### ESTRATTO SELEZIONATO
È certo una bella somma. La quale però rappresenta soltanto il 3,7% del Pil dell'intera zona euro, esclusa quindi una grande economia come il Regno Unito. Non soltanto: il 43% di tale debito è in mano a creditori greci, che per metà sono banche. Quindi, se la matematica non è un’opinione, poco più di 150 miliardi di euro andrebbero espunti dal conto.

Dal totale vanno ancora tolti 7 miliardi di debiti verso gli Usa, 3 verso la Svizzera, circa 2 nei confronti del Giappone. Il debito greco verso la Ue (banche e Stati compresi) consistente soprattutto in obbligazioni e altri titoli, ammonta dunque a meno di 190 miliardi di euro, di cui circa 35 sono dovuti alla Bce. Ora, dal 2008 ad oggi i Paesi europei, Svizzera esclusa, hanno speso o accantonato oltre 3.000 miliardi di euro per salvare le proprie istituzioni finanziarie. Ed ora davvero tremano perché un'economia tutto sommato periferica è in difficoltà per ripagare, a rate, poco più del 6% di tale somma? È evidente che ci sia qualcosa che non va nell'intera faccenda.

### COMPITO ASSEGNATO
Secondo l'estratto selezionato sul debito greco, quanto deve la Grecia alla Bce?

### MATERIALE FORNITO
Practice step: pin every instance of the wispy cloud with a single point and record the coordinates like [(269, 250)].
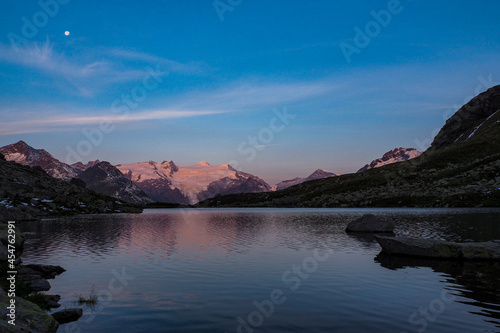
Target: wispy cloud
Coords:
[(64, 122), (107, 66)]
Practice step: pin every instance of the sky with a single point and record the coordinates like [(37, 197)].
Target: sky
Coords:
[(274, 88)]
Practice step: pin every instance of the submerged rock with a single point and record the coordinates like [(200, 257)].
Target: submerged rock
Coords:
[(29, 317), (33, 279), (430, 248), (46, 271), (370, 223), (68, 315)]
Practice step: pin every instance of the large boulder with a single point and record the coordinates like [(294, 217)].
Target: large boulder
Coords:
[(29, 317), (370, 223), (46, 271), (68, 315), (431, 248)]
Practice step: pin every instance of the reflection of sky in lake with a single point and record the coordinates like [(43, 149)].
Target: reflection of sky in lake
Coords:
[(198, 270)]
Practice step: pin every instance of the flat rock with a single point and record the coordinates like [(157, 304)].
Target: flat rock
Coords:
[(46, 271), (52, 300), (68, 315), (431, 248), (370, 223), (29, 317)]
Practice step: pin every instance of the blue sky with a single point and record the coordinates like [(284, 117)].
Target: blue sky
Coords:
[(201, 80)]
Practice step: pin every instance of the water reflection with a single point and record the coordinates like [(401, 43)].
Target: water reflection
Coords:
[(476, 283)]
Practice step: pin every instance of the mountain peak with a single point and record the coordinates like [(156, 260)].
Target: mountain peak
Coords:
[(469, 118), (24, 154)]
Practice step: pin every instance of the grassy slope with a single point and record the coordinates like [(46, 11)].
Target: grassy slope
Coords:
[(463, 175), (26, 193)]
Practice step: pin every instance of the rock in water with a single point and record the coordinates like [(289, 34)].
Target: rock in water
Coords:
[(431, 248), (68, 315), (370, 223)]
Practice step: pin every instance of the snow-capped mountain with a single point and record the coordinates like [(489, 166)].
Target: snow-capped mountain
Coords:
[(80, 167), (318, 174), (24, 154), (167, 182), (392, 156), (107, 179)]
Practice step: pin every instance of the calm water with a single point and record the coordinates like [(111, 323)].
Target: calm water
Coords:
[(267, 270)]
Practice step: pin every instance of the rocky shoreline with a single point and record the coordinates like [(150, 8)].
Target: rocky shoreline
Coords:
[(30, 282)]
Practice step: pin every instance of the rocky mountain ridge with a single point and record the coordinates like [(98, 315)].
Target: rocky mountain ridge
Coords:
[(460, 169), (318, 174), (392, 156)]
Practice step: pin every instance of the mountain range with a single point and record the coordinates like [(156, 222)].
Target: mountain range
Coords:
[(318, 174), (393, 156), (461, 168)]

### SOLUZIONE PROPOSTA
La Grecia deve alla Bce circa 35 miliardi di euro.